• _STATED EXERCISE_:
Restate the records in their entirety, word for word.

• _RECORDS FOR PROCESSING_:
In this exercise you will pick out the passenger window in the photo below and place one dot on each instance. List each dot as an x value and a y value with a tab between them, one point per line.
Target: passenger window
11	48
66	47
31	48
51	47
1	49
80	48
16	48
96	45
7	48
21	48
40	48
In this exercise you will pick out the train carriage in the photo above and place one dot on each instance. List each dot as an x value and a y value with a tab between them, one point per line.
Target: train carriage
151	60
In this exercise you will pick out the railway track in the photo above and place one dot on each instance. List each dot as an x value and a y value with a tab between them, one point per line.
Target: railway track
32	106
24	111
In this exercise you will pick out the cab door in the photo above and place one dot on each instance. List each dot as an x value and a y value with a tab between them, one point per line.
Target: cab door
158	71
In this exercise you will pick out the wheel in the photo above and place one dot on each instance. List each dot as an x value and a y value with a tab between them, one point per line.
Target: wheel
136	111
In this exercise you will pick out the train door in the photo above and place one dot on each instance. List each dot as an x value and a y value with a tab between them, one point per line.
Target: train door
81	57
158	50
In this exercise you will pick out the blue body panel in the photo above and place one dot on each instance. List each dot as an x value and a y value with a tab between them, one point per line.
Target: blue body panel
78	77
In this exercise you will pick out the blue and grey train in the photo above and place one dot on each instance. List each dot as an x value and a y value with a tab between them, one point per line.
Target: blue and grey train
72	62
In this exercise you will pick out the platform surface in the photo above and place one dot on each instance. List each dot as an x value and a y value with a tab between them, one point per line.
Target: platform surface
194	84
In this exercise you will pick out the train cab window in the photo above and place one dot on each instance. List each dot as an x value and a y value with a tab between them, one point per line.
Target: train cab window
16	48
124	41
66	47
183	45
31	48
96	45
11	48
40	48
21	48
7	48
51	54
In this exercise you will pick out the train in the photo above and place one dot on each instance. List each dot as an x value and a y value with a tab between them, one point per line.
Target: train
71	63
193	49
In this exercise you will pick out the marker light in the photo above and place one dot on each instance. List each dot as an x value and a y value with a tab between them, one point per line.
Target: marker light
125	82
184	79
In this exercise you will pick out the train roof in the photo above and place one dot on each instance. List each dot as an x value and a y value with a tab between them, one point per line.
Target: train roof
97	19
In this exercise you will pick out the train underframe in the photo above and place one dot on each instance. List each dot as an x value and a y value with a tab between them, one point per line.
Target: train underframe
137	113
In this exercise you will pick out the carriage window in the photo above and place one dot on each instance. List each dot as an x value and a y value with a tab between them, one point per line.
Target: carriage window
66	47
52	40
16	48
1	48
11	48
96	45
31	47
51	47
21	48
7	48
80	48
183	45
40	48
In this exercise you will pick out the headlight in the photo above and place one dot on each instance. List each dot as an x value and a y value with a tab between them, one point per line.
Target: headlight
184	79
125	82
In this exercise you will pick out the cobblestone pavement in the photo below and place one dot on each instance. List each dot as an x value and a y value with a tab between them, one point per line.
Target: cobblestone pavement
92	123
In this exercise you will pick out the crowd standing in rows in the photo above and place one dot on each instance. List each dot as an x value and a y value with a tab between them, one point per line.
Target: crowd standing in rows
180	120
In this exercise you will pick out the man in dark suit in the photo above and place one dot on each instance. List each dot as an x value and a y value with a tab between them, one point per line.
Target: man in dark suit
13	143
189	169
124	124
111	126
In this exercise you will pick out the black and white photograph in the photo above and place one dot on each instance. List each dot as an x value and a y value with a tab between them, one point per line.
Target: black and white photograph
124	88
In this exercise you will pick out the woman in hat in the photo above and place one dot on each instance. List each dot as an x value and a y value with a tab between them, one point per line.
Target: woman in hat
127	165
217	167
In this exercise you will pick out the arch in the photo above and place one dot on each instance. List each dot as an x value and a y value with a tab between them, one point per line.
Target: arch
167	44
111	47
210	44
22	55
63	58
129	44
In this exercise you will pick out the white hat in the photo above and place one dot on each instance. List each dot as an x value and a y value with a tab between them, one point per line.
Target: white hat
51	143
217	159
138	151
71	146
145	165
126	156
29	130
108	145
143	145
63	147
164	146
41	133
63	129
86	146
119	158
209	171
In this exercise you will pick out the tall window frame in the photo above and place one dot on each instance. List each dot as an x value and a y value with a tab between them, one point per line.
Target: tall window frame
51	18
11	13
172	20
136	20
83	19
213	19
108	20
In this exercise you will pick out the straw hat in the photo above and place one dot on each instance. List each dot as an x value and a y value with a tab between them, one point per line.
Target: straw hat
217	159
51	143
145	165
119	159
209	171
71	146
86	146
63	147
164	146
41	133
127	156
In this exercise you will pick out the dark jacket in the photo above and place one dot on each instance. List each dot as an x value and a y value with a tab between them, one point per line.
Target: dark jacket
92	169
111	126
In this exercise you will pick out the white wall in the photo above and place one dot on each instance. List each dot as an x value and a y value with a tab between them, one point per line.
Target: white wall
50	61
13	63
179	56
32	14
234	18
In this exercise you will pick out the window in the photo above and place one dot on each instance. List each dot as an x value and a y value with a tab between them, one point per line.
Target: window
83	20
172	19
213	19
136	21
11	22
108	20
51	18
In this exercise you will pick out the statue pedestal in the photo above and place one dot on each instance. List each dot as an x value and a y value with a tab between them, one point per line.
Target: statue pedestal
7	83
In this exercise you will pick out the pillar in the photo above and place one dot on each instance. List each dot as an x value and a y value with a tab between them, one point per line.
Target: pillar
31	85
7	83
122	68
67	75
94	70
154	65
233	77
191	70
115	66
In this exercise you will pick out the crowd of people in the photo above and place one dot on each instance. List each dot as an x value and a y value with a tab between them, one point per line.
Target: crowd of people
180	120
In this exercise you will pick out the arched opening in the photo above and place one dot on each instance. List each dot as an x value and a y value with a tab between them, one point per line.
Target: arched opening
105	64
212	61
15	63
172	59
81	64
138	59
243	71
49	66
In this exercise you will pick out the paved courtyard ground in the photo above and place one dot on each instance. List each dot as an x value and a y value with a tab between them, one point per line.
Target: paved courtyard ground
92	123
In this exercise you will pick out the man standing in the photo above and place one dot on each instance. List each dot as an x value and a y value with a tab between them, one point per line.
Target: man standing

• _TASK ANSWER_:
In this exercise you will pick out the passenger window in the photo below and place one dot on each instance. List each dot as an x value and a y value with a tab between them, one point per line.
Target: passenger window
11	48
66	47
31	48
51	47
1	49
80	48
16	48
96	45
7	48
21	48
40	48
In this exercise you will pick out the train carriage in the photo above and place one dot on each instance. List each dot as an x value and a y value with a tab between them, one point per line.
Target: train carriage
151	60
In this exercise you will pick out the railway track in the photo above and place one dot on each instance. List each dot as an x value and a y value with a tab between them, one point per line.
Target: railway track
32	106
24	111
In this exercise you will pick out the cab door in the photo above and place one dot on each instance. List each dot as an x value and a y value with a tab between them, one point per line.
Target: cab door
158	71
In this exercise you will pick out the wheel in the photo above and place one dot on each instance. List each dot as an x value and a y value with a tab between them, one point per line.
Target: wheel
136	111
In this exercise you will pick out the train door in the photo above and place one dot on each instance. List each dot as an x value and a y value with a tab between them, one point per line.
Target: train door
81	57
158	50
In this exercise you will pick out the blue body panel in the photo above and place one dot on each instance. List each dot as an x value and a y value with a tab between them, one point per line.
Target: blue body panel
78	77
In this exercise you will pick out the blue and grey train in the photo above and place one dot on each instance. List each dot as an x value and a y value with a tab between them, one point per line.
Target: blue and grey train
72	62
In this exercise you will pick out the platform surface in the photo above and place one dot on each instance. List each dot as an x value and a y value with a tab between them, one point per line.
Target: platform surface
194	84
In this exercise you will pick out the train cab window in the photo above and place one dot on each instance. List each dot as an x value and a y value with a tab between them, one point per line.
Target: train cab window
16	48
124	41
66	47
183	45
31	48
96	45
11	48
40	48
21	48
7	48
51	54
In this exercise you will pick out the train in the photo above and place one dot on each instance. List each dot as an x value and a y value with a tab between them, one point per line.
Target: train
71	63
193	49
In this exercise you will pick out the marker light in the photo above and place one dot on each instance. List each dot as an x value and a y value with a tab between them, one point per line.
Target: marker light
125	82
184	79
In this exercise you will pick out the train roof in the photo above and place one dot on each instance. List each dot as an x value and a y value with a tab between them, one point per line.
Target: train roof
97	19
In this exercise you will pick out the train underframe in the photo above and place one dot on each instance. List each dot as an x value and a y value with a tab between them, one point per line.
Target: train underframe
137	113
In this exercise you will pick out the carriage window in the photo above and place one dot on each instance. List each dot as an x value and a y value with a tab between them, one point per line.
Target: carriage window
66	47
52	40
16	48
1	48
11	48
96	45
31	47
51	47
21	48
7	48
80	48
183	45
40	48
In this exercise you will pick out the headlight in the photo above and place one dot on each instance. List each dot as an x value and a y value with a tab between them, one point per line.
Target: headlight
184	79
125	82
In this exercise you will pick out the cobblestone pavement in the photo below and place one dot on each instance. List each dot as an x value and a y value with a tab between them, one point per line.
Target: cobblestone pavement
92	123
In this exercise you will pick out the crowd standing in rows in the photo above and place one dot on each instance. List each dot as an x value and a y value with a tab between them, one point per line.
Target: crowd standing in rows
180	120
In this exercise you will pick out the man in dark suit in the photo above and place one dot on each instance. List each dot as an x value and a y value with a tab between them, one point per line.
Target: man in dark suit
13	143
189	169
124	124
111	126
In this exercise you will pick out the black and white photograph in the photo above and place one dot on each instance. List each dot as an x value and a y value with a tab between them, one point per line.
Target: black and white photograph
124	88
In this exercise you will pick out the woman in hat in the photo above and place one dot on each instance. List each dot as an x value and a y value with a tab between them, one point per line.
Target: woman in hat
127	165
217	167
In this exercise you will pick out the arch in the photo above and place one dot on each instance. List each dot as an x value and a y value with a tab between them, one point per line.
Target: arch
167	44
111	47
210	44
22	55
63	58
129	44
In this exercise you will pick out the white hat in the photo above and place one dot on each instance. List each dot as an x value and a y value with a tab between them, one point per line.
Target: white hat
51	143
217	159
138	151
71	146
145	165
126	156
29	130
108	145
143	145
63	147
164	146
41	133
63	129
86	146
119	158
209	171
In this exercise you will pick out the tall window frame in the photo above and place one dot on each instance. List each dot as an x value and a y value with a tab between them, one point per line.
Target: tall window frame
51	18
11	13
172	20
136	20
83	19
213	19
108	20
In this exercise you will pick out the straw hat in the photo above and place one dot on each instance. List each dot as an x value and a y value with a tab between them, one point per line.
Target: straw hat
217	159
51	143
145	165
119	159
209	171
71	146
86	146
63	147
164	146
41	133
127	156
In this exercise you will pick out the dark jacket in the photo above and place one dot on each instance. List each dot as an x value and a y value with a tab between them, one point per line.
Target: dark jacket
92	169
111	126
In this exercise you will pick out the white wall in the photo above and place one dot on each instance. List each dot as an x value and a y value with a tab between them, one point per line.
Target: white wall
50	61
13	63
179	56
32	14
234	18
In this exercise you will pick out the window in the photo above and place one dot on each instance. List each dot as an x value and a y value with a tab between them, one point per line.
Target: window
83	20
172	19
213	19
136	21
11	22
108	20
51	18
In this exercise you will pick out the statue pedestal in the photo above and place one dot on each instance. List each dot as an x value and a y value with a tab between them, one point per line.
Target: statue pedestal
7	83
In this exercise you will pick out the pillar in the photo above and place one dot on each instance. List each dot as an x value and a y value with a tab between them, one point per line.
Target: pillar
31	85
7	83
122	68
67	75
94	70
154	65
233	77
191	70
115	66
In this exercise you will pick out the crowd of people in the photo above and place one dot on each instance. List each dot as an x value and a y value with a tab between them, one point per line.
Target: crowd of people
180	120
In this exercise you will pick out the arched opening in the photo above and place one dot on each instance. List each dot as an x value and a y value with a tab between them, one point per line.
Target: arched opening
105	64
212	61
15	63
172	59
81	64
138	59
243	71
49	66
In this exercise you will pick out the paved courtyard ground in the photo above and place one dot on each instance. List each dot as an x value and a y value with a tab between them, one point per line.
Target: paved courtyard ground
92	123
In this exercise you will pick out the man standing in the photo above and place one dot on each instance. List each dot as an x value and a y value with a tab between them, one point per line.
Target: man standing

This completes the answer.